Many major upgrades allow you to continue to have the old version installed.  When they allow this, install the new version to a new place.  This way, you don't have to uninstall or go back to backups or reinstall the old version when (not if) the new version proves to be a "downgrade".  Premiere 4.2 and 5.1 can exist at the same time.  So can MSP 2.5 and 5.x, Photoshop 4 and 5, Framemaker 5.1.1 and 5.5, etc.   You can always uninstall the old version at a later time, once you're convinced the new version is really an upgrade.

Defragging, Repartitioning, Scandisk

I don't trust defraggers, repartitioners, and scan disk programs any further than I could get into Bill Gates' mansion.  I've seen too frequently scan disk programs report errors that other ones didn't report.  Make a backup before letting any of these sorts of  programs loose on your files, especially things that try to move every block of your file like defrag programs and programs like Partition Magic.   Beware of older versions of them that don't know how to deal with physical disks bigger than 8GB especially.

CPU Hogs

A number of programs you install think they can use any amount of I/O bandwidth and CPU time whenever they feel like it.  These programs aren't particularly welcome when you are capturing video.  It important to identify these, and either permanently disable them, or remember to temporarily when you capture/playback video.  A certainly incomplete list would be (send me more via email and I may add them):

Get Microsofts wintop program and leave it running for a while.  Identify possible problem programs by noting what seems to get CPU time when you think the system should be completely idle.  In Windows98, use the System Info utility to access the System Configuration Utility to access the Startup tab to disable select programs from running at runtime (whether started from batch, ini, registry, or startup folder).  Other OS users will need to do some old fashioned detective work to track down who starts up obscure programs that sit around eating CPU time when you most need it yourself.

Reboot

Always reboot before and after major video editing sessions.  Nothing seems to make a system more unstable than doing a lot of video editing.  Starting the video editing from a clean boot maximizes the amount of time before the system goes belly up, and rebooting afterwards clears the cobwebs created by video editing so the system will be stable while you play Quake II (tm).  Another good idea (suggested to me by someone on the internet) is to do a "clean boot" before doing video editing.   This applies to Windows98 only.  Run the msconfig program, select selective startup, and clear the checkmarks beside everything.  This gets rid of all those pesky destabilizing things that run in the background, and in the end do nothing but cause mischief.  Some drivers may need some things to run anyway, so you may have to do some trial an error to determine a small list of things that you need to leave checked anyway.

DirectX6/8

Under Windows95, I could usually keep the system on for about 48 hours before it would become unstable.  When I first got Windows98, that time went down to 24 hours, but since downloading all the DirectX6 enhancements, that time has soared to over 100 hours.   Do it.  You'll be happy you did.  (People who don't have as much esoteric stuff in and attached to their systems will likely have systems that stay up much longer).   Microsoft is up to DirectX8 now, but that seems pretty stable too, and most newer video drivers seem to require it.

Conclusion

It is possible for a home system to be a relatively stable video editing platform, complete with games and Microsoft Office if you take a little bit of care as outlined above.  It doesn't come free, but it sure beats reinstalling from scratch every few months, or buying two $5000 computer systems for the home user.

DIRECTIVE =>
In three sentences, summarize the text about keeping a home video editing system stable. Answer from the text about keeping a home video editing system stable, and from nothing else.

RECORDS PROVIDED =>
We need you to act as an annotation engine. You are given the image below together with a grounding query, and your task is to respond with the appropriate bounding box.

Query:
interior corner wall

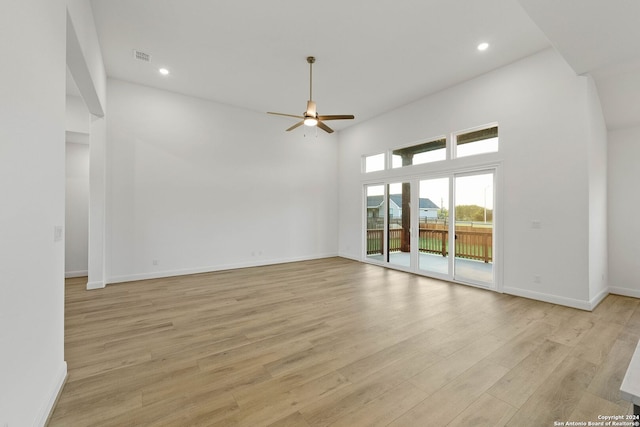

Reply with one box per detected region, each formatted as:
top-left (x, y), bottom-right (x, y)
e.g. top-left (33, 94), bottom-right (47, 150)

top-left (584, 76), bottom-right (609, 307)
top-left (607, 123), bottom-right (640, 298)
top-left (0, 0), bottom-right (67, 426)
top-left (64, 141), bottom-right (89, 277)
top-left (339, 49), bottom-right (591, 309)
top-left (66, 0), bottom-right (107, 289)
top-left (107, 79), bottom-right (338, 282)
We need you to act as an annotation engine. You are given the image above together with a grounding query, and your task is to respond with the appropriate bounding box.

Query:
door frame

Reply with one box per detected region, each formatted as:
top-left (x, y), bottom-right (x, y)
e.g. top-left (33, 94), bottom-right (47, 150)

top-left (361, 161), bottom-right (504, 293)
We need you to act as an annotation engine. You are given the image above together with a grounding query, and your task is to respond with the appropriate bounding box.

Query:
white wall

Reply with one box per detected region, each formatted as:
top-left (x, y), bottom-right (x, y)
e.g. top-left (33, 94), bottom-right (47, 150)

SOLUTION FOR THIS EXERCISE =>
It advises installing major upgrades in a new location so the old version stays available, and making a backup before running defraggers, repartitioners, or scan disk programs. It recommends identifying programs that use CPU time while video is being captured and disabling them, and rebooting before and after major editing sessions, with a clean boot as an added option under Windows98. It reports that the DirectX6 enhancements raised uptime to over 100 hours, and it concludes that with this kind of care a home system can be a relatively stable video editing platform.